* Saved entries:

########################################

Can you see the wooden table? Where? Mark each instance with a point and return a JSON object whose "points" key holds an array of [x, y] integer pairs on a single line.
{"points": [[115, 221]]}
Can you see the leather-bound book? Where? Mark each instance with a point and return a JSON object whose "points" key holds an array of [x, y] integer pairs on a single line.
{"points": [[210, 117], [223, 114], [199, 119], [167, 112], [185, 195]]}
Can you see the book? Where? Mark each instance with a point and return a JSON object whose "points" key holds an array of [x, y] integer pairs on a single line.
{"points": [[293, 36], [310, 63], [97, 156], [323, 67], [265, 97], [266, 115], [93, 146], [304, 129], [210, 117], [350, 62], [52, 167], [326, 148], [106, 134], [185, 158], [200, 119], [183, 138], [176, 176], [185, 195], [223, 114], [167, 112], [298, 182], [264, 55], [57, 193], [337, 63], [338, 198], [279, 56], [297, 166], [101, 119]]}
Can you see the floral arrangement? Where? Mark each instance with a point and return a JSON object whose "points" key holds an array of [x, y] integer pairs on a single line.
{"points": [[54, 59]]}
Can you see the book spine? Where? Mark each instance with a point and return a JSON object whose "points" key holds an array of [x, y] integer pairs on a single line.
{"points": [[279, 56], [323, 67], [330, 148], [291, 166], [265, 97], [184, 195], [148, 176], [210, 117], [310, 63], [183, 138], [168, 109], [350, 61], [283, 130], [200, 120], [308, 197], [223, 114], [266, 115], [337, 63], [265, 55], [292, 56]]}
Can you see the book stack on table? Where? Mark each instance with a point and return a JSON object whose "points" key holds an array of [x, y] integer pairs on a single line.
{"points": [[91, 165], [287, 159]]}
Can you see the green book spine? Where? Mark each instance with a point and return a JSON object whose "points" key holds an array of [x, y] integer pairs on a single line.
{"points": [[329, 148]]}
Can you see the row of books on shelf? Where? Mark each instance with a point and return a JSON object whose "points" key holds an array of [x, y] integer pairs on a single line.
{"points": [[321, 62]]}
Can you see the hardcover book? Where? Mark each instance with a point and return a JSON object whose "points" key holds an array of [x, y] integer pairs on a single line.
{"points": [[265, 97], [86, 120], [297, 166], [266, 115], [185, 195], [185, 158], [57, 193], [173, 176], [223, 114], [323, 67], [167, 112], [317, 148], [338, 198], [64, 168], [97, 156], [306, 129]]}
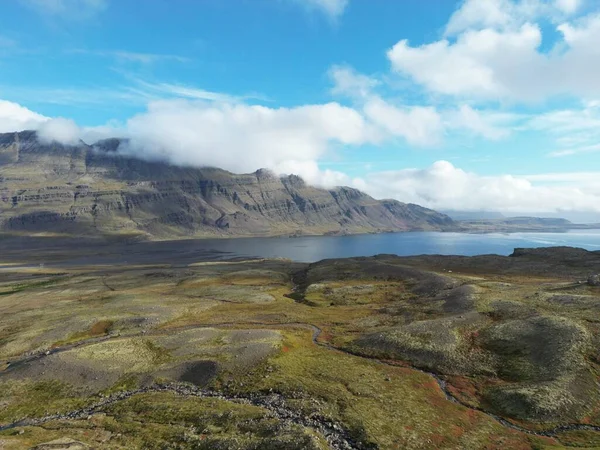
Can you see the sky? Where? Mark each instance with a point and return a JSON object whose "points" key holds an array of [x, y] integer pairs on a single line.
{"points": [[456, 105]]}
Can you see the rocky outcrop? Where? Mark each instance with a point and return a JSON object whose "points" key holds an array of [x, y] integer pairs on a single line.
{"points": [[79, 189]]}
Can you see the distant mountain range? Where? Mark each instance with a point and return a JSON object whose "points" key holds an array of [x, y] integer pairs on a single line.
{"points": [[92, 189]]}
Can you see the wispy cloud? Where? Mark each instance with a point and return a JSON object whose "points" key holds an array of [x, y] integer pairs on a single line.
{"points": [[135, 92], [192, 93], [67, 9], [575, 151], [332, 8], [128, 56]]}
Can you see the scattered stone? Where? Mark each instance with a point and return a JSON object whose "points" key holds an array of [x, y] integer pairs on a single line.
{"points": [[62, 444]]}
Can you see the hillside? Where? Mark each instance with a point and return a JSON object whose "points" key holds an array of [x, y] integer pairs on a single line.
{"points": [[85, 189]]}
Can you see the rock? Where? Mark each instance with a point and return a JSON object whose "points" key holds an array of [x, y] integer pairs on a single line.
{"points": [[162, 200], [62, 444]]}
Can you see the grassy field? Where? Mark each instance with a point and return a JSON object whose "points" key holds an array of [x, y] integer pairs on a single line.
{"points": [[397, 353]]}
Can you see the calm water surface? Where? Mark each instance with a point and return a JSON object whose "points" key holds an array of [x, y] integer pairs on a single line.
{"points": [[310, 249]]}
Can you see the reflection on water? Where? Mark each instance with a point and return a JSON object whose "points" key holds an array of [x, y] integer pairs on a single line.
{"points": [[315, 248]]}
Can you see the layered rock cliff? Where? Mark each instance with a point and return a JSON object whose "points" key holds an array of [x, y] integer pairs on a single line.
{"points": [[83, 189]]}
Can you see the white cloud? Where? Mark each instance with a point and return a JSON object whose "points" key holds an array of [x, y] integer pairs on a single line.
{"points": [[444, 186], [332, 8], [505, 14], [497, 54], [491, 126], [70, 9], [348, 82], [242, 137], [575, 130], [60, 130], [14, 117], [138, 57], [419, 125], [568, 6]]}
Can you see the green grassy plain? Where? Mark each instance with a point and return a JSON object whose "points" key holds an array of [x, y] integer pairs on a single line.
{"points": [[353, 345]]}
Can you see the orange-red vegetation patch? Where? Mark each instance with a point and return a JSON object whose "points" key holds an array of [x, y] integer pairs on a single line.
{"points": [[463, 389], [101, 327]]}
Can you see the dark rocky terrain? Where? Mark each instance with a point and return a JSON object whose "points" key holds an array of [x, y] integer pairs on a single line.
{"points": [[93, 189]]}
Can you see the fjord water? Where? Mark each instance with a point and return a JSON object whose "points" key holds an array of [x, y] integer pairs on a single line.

########################################

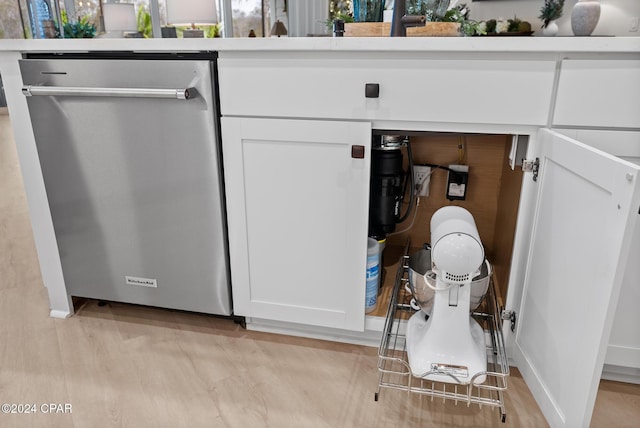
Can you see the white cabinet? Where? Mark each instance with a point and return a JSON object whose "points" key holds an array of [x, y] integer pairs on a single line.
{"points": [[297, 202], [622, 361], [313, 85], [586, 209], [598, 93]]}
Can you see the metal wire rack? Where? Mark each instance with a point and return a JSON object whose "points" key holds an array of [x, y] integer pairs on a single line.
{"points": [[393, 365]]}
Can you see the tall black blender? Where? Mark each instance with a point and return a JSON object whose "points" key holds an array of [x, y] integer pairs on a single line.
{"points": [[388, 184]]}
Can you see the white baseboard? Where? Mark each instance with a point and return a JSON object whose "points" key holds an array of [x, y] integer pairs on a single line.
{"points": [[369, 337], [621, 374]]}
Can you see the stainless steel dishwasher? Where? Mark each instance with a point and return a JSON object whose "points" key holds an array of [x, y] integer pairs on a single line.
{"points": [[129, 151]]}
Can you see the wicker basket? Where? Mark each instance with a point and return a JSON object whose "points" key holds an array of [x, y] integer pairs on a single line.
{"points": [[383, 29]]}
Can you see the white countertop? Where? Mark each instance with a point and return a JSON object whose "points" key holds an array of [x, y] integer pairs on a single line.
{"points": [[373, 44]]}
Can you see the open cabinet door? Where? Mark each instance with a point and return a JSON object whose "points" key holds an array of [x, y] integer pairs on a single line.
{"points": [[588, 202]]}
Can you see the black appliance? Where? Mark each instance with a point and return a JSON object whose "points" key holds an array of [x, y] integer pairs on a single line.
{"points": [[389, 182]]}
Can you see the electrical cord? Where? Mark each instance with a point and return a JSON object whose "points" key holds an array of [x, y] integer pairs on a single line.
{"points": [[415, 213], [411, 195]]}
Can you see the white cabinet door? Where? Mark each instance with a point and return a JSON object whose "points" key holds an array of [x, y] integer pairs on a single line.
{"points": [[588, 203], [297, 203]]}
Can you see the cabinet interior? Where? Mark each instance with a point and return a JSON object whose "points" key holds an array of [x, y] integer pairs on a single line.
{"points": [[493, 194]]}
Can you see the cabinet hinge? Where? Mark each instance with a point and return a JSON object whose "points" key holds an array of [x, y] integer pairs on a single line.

########################################

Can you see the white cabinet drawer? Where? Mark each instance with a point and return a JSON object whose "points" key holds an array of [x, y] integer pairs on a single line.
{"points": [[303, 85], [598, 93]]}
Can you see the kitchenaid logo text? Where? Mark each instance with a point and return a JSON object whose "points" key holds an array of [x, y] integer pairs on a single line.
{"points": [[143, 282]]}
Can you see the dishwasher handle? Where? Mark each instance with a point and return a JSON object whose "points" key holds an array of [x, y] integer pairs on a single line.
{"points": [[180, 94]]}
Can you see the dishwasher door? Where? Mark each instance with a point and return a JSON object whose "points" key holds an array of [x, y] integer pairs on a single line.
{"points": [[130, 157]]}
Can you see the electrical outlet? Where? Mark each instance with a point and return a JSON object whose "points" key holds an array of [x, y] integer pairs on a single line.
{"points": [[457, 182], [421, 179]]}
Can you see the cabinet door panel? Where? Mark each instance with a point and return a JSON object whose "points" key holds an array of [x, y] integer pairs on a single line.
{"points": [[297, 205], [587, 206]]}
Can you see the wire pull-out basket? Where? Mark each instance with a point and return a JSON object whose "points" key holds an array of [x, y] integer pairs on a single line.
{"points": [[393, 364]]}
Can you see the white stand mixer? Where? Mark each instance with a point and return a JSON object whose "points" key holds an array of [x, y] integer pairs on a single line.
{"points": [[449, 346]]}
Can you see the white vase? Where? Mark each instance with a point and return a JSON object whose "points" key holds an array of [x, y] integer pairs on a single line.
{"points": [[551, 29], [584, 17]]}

########################################

* What is expected:
Report how many lines in the material above contain the word "table". Give only the number.

* Task output:
2